### Exercise goal
Make an exact copy of the entries, taking out every picture.

### Data for the task

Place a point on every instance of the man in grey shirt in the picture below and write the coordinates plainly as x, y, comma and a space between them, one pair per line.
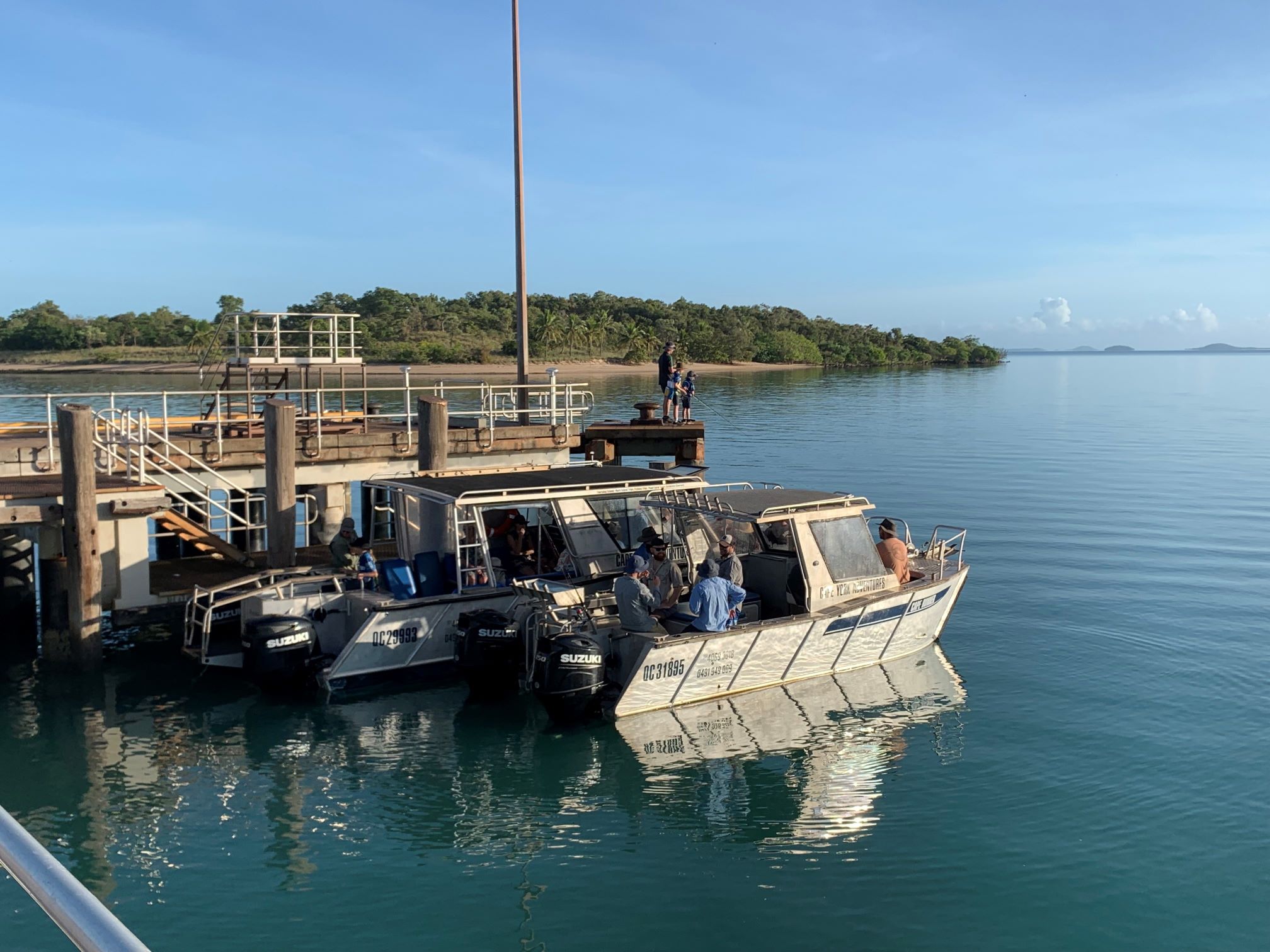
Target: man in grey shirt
636, 603
729, 565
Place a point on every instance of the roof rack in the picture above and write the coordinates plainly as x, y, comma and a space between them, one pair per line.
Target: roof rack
766, 504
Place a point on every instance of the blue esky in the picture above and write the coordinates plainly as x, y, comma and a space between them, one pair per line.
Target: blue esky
1099, 169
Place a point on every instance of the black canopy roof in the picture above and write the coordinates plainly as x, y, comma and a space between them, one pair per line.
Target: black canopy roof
562, 478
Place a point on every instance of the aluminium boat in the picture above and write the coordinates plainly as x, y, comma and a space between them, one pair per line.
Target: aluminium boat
544, 615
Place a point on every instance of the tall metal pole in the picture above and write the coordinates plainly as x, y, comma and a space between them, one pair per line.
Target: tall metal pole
522, 301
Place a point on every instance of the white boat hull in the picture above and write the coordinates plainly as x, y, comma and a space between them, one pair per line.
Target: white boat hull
685, 669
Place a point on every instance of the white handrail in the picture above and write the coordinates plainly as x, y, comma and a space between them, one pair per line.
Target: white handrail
76, 912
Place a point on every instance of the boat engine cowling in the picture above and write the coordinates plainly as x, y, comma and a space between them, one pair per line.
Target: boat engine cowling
277, 650
488, 650
568, 674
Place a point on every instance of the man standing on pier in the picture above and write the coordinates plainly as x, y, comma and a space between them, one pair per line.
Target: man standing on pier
663, 377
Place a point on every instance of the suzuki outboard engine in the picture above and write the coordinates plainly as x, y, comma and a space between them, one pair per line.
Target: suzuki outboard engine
277, 650
568, 674
489, 653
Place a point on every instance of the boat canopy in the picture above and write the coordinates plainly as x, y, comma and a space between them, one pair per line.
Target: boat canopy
477, 488
758, 506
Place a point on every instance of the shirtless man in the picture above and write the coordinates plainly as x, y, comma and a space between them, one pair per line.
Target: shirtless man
895, 553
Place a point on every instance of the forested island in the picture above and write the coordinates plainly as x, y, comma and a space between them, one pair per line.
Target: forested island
479, 328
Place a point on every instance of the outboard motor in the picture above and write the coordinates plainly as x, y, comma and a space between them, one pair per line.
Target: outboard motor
568, 674
489, 653
277, 650
225, 630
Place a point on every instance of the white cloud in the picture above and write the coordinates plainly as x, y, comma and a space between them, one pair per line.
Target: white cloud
1055, 314
1202, 318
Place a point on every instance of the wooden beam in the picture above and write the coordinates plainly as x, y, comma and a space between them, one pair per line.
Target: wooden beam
145, 506
23, 514
433, 433
280, 482
82, 644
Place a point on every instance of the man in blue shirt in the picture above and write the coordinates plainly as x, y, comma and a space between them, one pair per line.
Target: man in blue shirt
714, 599
663, 377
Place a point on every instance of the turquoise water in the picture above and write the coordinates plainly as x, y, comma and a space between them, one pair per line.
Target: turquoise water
1094, 777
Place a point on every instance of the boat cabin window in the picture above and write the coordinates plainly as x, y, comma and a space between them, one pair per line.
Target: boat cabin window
625, 519
847, 547
779, 537
525, 540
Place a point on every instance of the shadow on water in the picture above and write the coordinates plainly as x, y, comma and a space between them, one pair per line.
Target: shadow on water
116, 769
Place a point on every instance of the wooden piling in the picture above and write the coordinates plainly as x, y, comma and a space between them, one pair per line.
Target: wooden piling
81, 643
280, 482
433, 433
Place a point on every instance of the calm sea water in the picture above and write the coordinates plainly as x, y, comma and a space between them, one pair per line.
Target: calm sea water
1089, 771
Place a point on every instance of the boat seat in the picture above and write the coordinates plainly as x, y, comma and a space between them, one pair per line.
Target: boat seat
431, 575
395, 575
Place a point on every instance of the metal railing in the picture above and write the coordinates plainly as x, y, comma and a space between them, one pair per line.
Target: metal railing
130, 446
203, 601
262, 337
945, 542
319, 411
76, 912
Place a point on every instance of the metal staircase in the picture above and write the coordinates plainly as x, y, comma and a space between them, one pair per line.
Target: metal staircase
209, 504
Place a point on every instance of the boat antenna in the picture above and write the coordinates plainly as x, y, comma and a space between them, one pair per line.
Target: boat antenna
522, 301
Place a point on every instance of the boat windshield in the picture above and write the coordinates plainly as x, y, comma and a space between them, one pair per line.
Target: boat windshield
625, 519
847, 547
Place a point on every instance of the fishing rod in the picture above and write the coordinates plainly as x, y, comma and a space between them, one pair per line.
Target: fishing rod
711, 409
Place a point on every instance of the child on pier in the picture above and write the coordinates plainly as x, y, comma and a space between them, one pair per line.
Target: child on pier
675, 392
686, 390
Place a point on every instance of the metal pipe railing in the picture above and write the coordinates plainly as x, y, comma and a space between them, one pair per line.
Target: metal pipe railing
76, 912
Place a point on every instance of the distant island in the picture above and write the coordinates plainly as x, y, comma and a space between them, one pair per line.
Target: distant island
479, 328
1127, 349
1227, 348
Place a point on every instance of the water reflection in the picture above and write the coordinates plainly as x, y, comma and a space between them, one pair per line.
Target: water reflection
132, 787
817, 748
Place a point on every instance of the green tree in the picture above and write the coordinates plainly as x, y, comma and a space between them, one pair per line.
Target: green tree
786, 347
575, 333
227, 303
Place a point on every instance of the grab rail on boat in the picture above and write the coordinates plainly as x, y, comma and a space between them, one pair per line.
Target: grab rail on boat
202, 603
76, 912
942, 546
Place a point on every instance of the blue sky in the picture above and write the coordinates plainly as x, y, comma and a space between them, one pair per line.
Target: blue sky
1041, 174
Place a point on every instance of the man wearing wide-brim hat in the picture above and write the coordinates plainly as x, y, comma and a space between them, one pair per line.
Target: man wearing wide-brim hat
342, 555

### Worked solution
Place a point on every instance of the man in grey shirt in the picture below and write the coordinates plainly as x, y, comma and a space between them, one pair per line.
Target: man in grey shirt
636, 603
729, 565
Place a point on every instance of the roof rack in the picture above and write the coordinates plainly as x, y, comma and a space between them, one pair per line.
Target: roof rack
766, 504
Place a point on every instance of the blue esky in the picture above and write the coordinates plainly as x, y, comma and a space between them, one pair per line.
Target: blue esky
1099, 169
Place a point on every instance of the black canopy roof in the picture above and write the coordinates plainly as x, y, comma and a space between them, one pair per line.
Target: black canopy roof
562, 478
Place a point on every instance of the aluminium boat in the picture above and write the coordinates plainly as x, y, comma and a space between them, one pair per line.
Target: aluminium boat
544, 615
Place a point on every instance of the tall metal pole in the picture above and write the coordinates plainly as x, y, comma and a space between them, one pair per line.
Target: tall metal pole
522, 301
Place a point on every instance of the white boat hull in the picture above and write the coordinates plainly as x, y, comma and a space between them, one pair per line.
Target: white boat hull
685, 669
Place a point on every instance of the white handrail in the picture above and write the coordinates plainly as x, y, comma and a space between them, one pair per line.
Target: white handrail
76, 912
Place a point on every instance of the boat engine cowling in the picture above and write the coordinates plainly as x, y, comma and a space between them, one pair per line.
Target: boat engine cowling
277, 650
488, 650
568, 674
Place a point on every instance of the man standing on pier in the picture above and write the coordinates plainly as x, y, comma and a space between them, one pair per line.
Target: man standing on pier
663, 377
Place a point on every instance of the suzuki outboard engine in the picture above and write the coordinates plainly as x, y, comma and a space between them, one pair per line.
Target: suzuki outboard engine
277, 650
568, 674
489, 653
Place a point on every instance of the boat canopy in the picture above and write the coordinates plainly as x, y, comma and a space between them, one pair per line.
Target: boat canopy
477, 488
758, 506
Place a point on every instance of the shirtless man in the picture above and write the coordinates plainly as x, y, comma and a space between them, one pair per line.
Target: shirtless man
895, 553
Place a point on every instance of the forested island in the picture above and write the coordinates plainly as x, y, comma and a space between them, one pair per line.
Target: forested island
479, 328
Place a point on every instance of the outboard motor in the picture above and write the coordinates plainly as x, y, comma and a space between them, one pair per line.
Target: outboard motor
568, 674
489, 653
277, 650
225, 630
Place a point on every instance of the white cloud in the picture above and write the coordinates plainly as x, y, comma and a space between them, one pair per line.
Target: white cloud
1055, 314
1202, 318
Place a point on every instance of the wooden beam in the picture above and write the coordinates plainly as x, y, comma and a space between them, one pair per line.
Target: wooden beam
145, 506
23, 514
433, 433
280, 482
82, 644
Place a point on every instance of the man in blue shirt in the picture above and write the coordinates plainly as x, y, comma and a space between them, one pair per line.
Target: man in blue shirt
714, 599
663, 377
Place a point on every instance of the turquoise water in the picture above and write the coordinates plainly as x, y, comma and a space between them, one pair per line.
Target: turquoise water
1094, 777
Place a point on every instance of the boat cabin window in the picture above and write the coordinates plainly as x, y, comma and a space between them, one pair per line.
Target: boat cabin window
625, 519
847, 547
779, 537
525, 540
Place a point on every instance of the shadow on water in the picture above and write the coordinates plainly as x, y, comma and a space between them, one pair per line.
Target: shadow on water
116, 769
Place a point on every instance of the wooden piling in the picture above and write the coordinates plainly as x, y, comma and a space between them, one pair per line.
Target: wooden piling
81, 643
280, 482
433, 433
Place a point on every instance of the calm sea water in the picture above and write the coordinates plainly as x, y, comma and a space between them, one pair per line.
Target: calm sea water
1089, 771
Place a point on every instance of the boat seat in the picture above and write the coordinates plainly as x, y, comma and a space between them, one pair per line.
Target: boat seat
431, 575
395, 575
Place a point on every instance of the metal railing in the picture above and write the coordinates plainly as x, y, comma and a space between them, one pair per line.
Target: metal railing
130, 446
203, 601
262, 337
945, 542
319, 411
76, 912
Place a point on every instance of the metal staircase in the picture above and write the coordinates plainly as x, y, comma and a space between them, one pair per line.
Target: metal staircase
209, 504
Place a point on every instance of the boat antenna in the picture above and write the coordinates plainly as x, y, comma and a space between them, one pair per line.
Target: boat antenna
522, 301
Place a point on every instance of the boat windshield in the picture above and write the coordinates plainly as x, y, comma and a space between them, one pair per line.
Target: boat windshield
625, 519
847, 547
Place a point on every instance of the fishing rod in the picture above and write the coordinates plainly as x, y, comma and a space between them, one pair per line.
Target: fishing rod
711, 409
Place a point on every instance of the child on pier in the picture above and write the coordinates plainly as x, y, comma and a space between them, one pair per line.
Target: child on pier
675, 392
686, 390
Place a point on every instance of the metal pipe railing in the picture above and write the coordinates plainly as x, y, comma and a space between them, one pair per line.
Target: metal pipe railing
76, 912
Place a point on every instance of the distant island in the picture above and write the coordinates plainly as x, y, comma and a space between them, one pair per line.
Target: distant island
479, 328
1127, 349
1227, 348
Place a point on every instance of the water reflection in the picture above and write the coordinates plainly as x, y, comma and a space between them, one pair per line.
Target: water reflection
132, 787
817, 748
Place a point on every instance of the green tree in the picture above and write the coordinates plainly as x, y, comma and a space between them, one pair per line.
Target: green tree
786, 347
575, 333
227, 303
Place a point on every instance of the grab rail on boat in the picture above and write the coordinates plainly as x, y, comma and a space between them, one pair per line.
Target: grab rail on boat
202, 603
76, 912
942, 546
Place a point on every instance of the blue sky in the picture above and write the coordinates plainly as x, y, comma and a space between them, one pair per line.
Target: blue sky
1041, 174
Place a point on every instance of the man wearing wide-brim hat in the picture above and write the coordinates plainly as x, y, comma and a space between them, one pair per line.
Target: man wearing wide-brim hat
342, 555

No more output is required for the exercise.